**TASK TO COMPLETE**.
Each line of the listing that includes "pixel" should be reported.

┌──

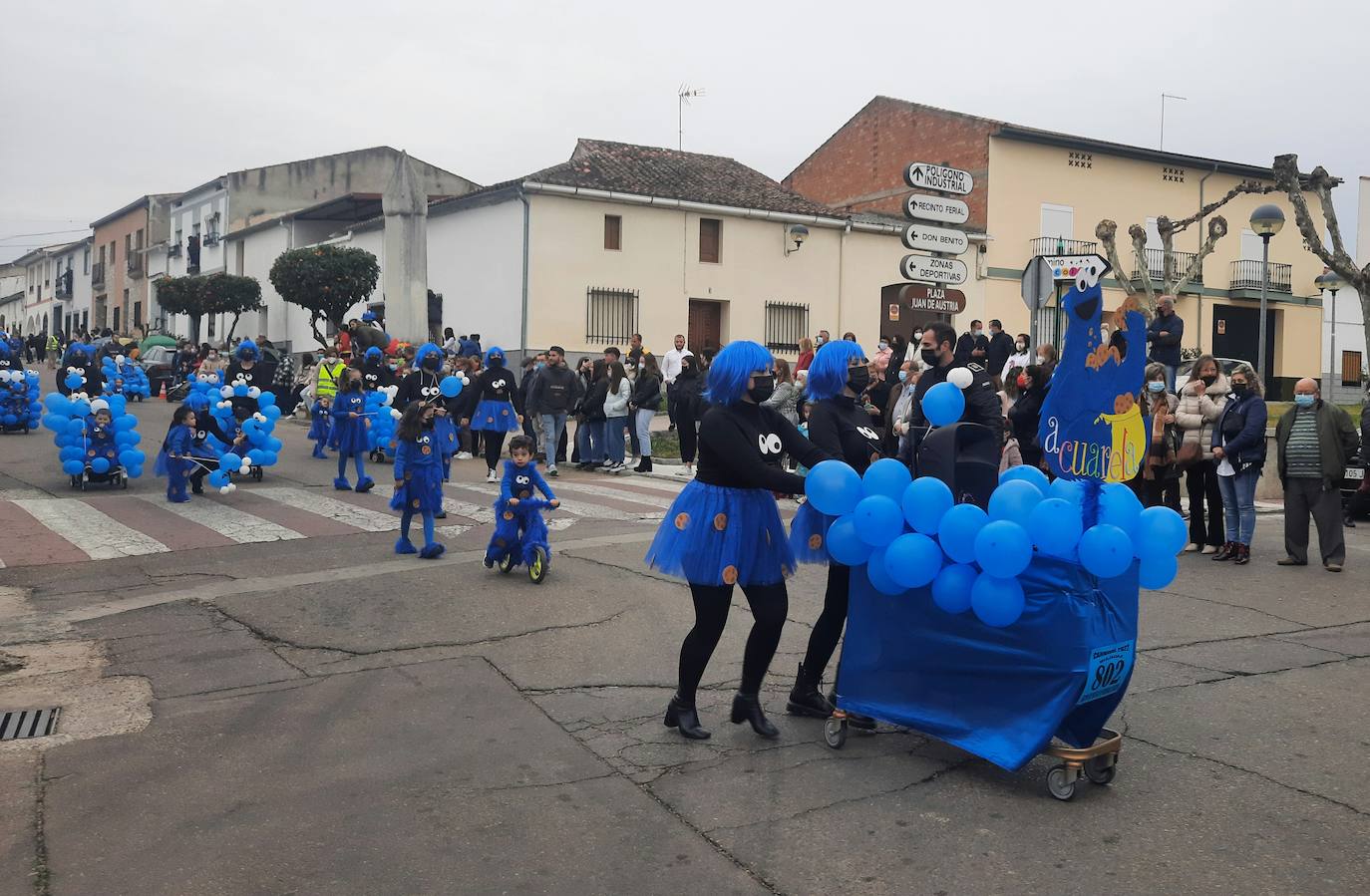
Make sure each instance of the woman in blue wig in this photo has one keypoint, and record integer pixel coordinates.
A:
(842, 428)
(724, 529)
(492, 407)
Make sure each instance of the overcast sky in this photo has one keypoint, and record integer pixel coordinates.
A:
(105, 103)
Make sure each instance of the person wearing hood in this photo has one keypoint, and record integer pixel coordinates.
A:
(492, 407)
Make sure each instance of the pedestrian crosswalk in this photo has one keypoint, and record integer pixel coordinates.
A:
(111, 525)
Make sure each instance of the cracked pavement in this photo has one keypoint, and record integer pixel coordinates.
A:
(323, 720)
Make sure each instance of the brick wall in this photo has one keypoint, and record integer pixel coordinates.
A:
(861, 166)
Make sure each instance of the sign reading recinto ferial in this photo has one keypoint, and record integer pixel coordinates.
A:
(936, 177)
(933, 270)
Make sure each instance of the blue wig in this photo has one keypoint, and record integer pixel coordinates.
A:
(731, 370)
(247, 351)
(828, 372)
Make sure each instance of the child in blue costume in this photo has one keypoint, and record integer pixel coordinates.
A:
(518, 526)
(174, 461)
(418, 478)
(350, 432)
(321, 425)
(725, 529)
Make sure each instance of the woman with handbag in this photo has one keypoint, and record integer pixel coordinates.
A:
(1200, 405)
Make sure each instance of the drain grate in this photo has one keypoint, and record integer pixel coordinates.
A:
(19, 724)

└──

**TASK ANSWER**.
Make sure each instance of the woman in blue wig in this photo has one keypoint, and record integer pixel coordinates.
Make sure each instance of the overcast sky in this photo has one keypoint, and record integer pixel coordinates.
Make sure each instance of the person wearing hood in this photo has one keypoint, and record integer pixel coordinates.
Make sure each instance of the pedestrian crosswalk in this photo has one keypoint, and record integer pixel coordinates.
Make sure each instance of the cracked pavement in this photo has one keypoint, and record integer pixel coordinates.
Make sure each instance of the brick wall in this photo has one keypoint, and record integer pixel coordinates.
Make sure each instance of the sign reading recinto ferial in this photo has one keypoint, and record integer pixel coordinates.
Make sure each instance of the blue wig in this photo has one keypoint, and record integer pixel coordinates.
Make sure each instance of the child in blue costume in this photo has one keypoint, and record integer pixel coordinates.
Make sure each instance of the woman with handbag in this photo has one keypoint, and record integer pixel coordinates.
Make sure each instance of the drain grate in this photo has one keypoint, and record integer pixel coordinates.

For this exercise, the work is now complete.